Copy exactly the lines from the "Point to the ambulance front" line to the end, both included, and nothing else.
──────── Records provided ────────
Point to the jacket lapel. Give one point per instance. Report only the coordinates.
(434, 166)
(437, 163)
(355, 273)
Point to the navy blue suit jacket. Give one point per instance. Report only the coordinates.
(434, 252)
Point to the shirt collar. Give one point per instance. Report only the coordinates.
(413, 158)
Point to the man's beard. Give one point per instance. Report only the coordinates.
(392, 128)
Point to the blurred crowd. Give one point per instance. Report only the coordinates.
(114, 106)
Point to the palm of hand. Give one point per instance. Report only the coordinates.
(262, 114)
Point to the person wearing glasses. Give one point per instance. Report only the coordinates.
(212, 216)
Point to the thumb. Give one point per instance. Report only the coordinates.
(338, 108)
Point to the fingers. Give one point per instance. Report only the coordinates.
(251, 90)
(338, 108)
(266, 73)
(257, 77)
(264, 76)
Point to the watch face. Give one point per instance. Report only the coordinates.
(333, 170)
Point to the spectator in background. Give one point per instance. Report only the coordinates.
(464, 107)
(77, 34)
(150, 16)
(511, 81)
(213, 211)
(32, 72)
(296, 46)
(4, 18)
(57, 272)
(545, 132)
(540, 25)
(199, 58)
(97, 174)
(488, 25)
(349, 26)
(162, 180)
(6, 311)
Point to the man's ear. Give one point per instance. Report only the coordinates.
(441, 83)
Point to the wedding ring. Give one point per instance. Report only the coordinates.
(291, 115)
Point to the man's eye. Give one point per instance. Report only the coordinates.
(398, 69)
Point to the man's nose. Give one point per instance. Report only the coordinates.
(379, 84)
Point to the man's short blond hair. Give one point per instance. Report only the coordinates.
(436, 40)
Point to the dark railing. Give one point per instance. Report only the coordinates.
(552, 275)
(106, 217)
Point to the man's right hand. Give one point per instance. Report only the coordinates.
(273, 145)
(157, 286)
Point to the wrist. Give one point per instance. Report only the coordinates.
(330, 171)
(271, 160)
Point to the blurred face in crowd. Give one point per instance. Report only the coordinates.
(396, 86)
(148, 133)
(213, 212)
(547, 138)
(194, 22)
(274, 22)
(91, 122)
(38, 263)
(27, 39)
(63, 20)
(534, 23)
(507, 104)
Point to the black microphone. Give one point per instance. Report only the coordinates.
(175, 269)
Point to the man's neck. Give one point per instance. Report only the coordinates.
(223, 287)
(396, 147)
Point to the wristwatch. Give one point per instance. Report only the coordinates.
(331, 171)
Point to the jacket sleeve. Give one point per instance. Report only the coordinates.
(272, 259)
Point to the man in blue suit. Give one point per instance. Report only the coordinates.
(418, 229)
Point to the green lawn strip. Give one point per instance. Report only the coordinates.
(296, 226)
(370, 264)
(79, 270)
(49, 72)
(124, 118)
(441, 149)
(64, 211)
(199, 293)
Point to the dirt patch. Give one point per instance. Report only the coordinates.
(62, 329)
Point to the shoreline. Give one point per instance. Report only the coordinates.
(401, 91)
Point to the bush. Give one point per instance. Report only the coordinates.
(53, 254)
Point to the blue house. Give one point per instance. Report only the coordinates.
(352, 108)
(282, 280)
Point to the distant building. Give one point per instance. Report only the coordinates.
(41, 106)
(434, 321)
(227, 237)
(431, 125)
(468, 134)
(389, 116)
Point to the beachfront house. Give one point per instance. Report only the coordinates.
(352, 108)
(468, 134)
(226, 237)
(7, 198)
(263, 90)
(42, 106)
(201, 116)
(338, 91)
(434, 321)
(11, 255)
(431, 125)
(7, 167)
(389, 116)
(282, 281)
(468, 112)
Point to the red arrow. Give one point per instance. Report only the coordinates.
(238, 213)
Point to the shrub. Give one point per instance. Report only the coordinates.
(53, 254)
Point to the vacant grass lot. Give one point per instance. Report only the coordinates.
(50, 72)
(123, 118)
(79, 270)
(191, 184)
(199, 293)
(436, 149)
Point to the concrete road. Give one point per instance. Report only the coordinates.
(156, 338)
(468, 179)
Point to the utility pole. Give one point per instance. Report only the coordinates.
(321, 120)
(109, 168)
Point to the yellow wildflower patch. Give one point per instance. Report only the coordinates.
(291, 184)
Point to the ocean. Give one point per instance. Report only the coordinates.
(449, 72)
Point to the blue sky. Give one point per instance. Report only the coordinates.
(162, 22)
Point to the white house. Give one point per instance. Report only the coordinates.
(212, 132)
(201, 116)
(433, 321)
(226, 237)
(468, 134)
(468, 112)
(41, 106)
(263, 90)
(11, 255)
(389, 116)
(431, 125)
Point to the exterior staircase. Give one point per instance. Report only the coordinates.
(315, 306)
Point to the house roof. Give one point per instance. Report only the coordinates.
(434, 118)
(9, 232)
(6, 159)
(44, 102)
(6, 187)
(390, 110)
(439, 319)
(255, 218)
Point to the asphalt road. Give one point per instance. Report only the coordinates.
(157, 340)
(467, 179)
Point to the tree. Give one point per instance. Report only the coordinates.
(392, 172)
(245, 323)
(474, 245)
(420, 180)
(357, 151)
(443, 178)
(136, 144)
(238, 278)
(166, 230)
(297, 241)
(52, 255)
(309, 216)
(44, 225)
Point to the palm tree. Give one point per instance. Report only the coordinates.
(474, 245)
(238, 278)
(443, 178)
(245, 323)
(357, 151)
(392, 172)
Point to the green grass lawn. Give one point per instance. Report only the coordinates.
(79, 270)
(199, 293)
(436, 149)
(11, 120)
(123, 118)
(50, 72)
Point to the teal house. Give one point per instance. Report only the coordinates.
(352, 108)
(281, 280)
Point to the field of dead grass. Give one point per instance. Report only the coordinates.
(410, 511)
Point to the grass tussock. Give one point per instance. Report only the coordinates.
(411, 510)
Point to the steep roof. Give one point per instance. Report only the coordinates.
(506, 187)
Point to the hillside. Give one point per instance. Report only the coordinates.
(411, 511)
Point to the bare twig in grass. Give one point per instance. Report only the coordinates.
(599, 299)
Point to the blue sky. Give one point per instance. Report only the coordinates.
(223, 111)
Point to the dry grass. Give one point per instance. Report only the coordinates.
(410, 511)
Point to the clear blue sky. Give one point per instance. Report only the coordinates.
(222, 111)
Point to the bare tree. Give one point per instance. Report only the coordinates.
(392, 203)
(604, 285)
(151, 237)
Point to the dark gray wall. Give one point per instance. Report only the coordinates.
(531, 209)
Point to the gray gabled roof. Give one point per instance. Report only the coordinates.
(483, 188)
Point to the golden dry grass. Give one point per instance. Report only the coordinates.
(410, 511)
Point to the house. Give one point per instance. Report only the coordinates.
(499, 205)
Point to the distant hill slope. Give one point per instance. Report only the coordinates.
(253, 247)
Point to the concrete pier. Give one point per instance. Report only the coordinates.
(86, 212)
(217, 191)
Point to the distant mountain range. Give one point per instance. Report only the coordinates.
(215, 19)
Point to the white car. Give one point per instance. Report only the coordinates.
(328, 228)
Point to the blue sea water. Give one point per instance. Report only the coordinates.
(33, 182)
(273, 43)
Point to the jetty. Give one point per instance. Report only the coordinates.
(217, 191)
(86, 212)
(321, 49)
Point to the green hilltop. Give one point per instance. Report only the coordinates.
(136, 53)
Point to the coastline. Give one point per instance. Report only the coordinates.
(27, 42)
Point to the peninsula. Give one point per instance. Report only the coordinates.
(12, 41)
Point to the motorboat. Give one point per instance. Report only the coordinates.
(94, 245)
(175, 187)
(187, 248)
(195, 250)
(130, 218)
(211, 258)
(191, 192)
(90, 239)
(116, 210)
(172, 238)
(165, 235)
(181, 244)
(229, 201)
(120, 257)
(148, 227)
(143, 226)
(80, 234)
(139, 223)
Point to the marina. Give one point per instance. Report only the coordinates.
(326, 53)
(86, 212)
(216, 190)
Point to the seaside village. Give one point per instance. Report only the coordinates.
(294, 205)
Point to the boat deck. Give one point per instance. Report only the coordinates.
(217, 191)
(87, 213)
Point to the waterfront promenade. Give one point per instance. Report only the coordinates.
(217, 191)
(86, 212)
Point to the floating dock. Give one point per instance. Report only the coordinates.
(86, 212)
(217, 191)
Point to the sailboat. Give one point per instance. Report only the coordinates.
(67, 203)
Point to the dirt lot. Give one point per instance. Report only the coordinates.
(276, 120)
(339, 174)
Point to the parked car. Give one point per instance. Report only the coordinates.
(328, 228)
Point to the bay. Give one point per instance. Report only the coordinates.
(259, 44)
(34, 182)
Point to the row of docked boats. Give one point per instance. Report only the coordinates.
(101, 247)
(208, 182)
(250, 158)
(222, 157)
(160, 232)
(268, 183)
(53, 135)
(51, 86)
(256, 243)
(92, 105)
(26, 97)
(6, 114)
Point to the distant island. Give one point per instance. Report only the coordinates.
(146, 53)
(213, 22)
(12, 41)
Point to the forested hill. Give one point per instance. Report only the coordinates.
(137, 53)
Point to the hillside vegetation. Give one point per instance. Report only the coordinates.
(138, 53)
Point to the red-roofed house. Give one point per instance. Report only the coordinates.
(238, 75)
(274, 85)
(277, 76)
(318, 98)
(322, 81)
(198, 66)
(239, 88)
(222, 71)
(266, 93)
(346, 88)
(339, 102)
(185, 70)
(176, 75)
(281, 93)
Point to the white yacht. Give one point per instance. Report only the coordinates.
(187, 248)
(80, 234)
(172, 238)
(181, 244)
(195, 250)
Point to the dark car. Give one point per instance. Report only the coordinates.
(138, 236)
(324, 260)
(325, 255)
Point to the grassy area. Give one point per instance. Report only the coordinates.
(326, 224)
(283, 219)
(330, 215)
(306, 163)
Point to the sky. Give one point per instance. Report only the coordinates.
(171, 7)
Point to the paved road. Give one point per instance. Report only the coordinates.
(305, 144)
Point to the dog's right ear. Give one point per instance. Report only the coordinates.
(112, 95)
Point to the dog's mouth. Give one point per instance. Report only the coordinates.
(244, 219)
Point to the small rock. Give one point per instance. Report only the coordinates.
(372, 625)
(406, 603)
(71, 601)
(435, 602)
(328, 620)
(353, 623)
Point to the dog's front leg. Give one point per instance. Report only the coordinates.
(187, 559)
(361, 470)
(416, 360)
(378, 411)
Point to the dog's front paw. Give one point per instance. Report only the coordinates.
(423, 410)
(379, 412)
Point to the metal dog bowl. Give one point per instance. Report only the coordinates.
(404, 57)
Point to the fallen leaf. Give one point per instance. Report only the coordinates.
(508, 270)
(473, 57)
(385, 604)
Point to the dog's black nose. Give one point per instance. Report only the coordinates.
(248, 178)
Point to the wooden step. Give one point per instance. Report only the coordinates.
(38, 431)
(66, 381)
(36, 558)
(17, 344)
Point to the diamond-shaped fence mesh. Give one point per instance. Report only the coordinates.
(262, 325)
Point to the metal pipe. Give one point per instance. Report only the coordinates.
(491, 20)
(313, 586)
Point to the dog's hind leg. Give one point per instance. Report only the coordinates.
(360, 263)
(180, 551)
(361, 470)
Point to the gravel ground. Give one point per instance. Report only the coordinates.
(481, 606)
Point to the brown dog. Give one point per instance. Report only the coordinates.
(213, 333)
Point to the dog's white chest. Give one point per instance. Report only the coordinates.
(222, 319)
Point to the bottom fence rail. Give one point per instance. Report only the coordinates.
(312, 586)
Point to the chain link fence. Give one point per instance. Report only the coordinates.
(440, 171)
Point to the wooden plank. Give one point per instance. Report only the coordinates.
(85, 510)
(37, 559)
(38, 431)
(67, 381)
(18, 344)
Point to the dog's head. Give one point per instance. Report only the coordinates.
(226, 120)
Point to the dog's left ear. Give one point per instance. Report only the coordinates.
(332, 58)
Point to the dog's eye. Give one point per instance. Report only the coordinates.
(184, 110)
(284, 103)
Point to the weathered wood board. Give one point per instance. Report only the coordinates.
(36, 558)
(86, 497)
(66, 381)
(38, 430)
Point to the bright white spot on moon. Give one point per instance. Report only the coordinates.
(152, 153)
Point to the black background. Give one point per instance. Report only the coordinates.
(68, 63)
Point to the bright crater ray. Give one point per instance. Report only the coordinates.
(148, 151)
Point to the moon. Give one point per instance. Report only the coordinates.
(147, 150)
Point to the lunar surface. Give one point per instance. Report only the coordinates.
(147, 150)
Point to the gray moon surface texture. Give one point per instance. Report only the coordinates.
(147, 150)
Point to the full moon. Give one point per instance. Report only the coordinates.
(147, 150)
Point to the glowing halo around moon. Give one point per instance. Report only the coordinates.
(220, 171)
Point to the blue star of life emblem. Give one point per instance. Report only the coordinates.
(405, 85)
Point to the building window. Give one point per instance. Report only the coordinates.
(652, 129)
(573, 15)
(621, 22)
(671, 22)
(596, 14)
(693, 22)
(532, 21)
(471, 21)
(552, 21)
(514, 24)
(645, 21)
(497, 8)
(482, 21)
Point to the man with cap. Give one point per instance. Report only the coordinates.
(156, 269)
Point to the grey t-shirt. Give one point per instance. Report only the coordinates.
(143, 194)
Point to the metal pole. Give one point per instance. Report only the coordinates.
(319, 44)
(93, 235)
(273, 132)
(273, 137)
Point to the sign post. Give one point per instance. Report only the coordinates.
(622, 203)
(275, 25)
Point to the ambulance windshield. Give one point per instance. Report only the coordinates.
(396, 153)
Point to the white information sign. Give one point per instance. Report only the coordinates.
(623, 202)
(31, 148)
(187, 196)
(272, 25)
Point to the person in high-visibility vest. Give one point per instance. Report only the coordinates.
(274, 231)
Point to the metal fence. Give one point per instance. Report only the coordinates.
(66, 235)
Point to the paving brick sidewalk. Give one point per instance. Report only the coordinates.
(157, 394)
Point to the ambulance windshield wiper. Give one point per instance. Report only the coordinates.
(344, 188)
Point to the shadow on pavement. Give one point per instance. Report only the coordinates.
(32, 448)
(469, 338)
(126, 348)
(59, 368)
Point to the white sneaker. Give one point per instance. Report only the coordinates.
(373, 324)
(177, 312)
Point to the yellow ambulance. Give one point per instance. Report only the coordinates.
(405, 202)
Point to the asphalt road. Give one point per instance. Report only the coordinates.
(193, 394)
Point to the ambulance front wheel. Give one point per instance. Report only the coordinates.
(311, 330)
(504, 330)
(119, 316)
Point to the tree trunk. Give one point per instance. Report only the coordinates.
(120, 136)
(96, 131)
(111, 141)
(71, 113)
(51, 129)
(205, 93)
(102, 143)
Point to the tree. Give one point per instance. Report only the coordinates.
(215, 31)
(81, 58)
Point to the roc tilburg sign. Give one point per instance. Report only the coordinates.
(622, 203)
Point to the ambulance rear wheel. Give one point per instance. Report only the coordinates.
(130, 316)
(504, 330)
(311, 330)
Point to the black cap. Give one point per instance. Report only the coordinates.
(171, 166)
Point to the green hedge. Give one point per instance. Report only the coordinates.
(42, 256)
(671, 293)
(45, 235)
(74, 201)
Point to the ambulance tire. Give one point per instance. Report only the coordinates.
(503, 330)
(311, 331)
────────
§ Task output
Point to the ambulance front wheel. Give one point per instance. Report only the coordinates.
(311, 330)
(504, 330)
(119, 316)
Point to the tree trunk. Give one point per instance. Report only the coordinates.
(120, 136)
(96, 131)
(111, 141)
(71, 113)
(51, 129)
(205, 93)
(102, 143)
Point to the tree. Give one point per instance. Report only the coordinates.
(215, 31)
(81, 58)
Point to the roc tilburg sign. Give one point per instance. Report only the coordinates.
(622, 203)
Point to the ambulance rear wheel. Give one point per instance. Report only the coordinates.
(130, 316)
(504, 330)
(311, 330)
Point to the black cap. Give one point per instance. Report only the coordinates.
(171, 166)
Point to the green hedge. Give one point per instance. Report only the coordinates.
(42, 256)
(671, 293)
(45, 235)
(74, 201)
Point to the ambulance tire. Give one point per instance. Report only the coordinates.
(503, 330)
(311, 331)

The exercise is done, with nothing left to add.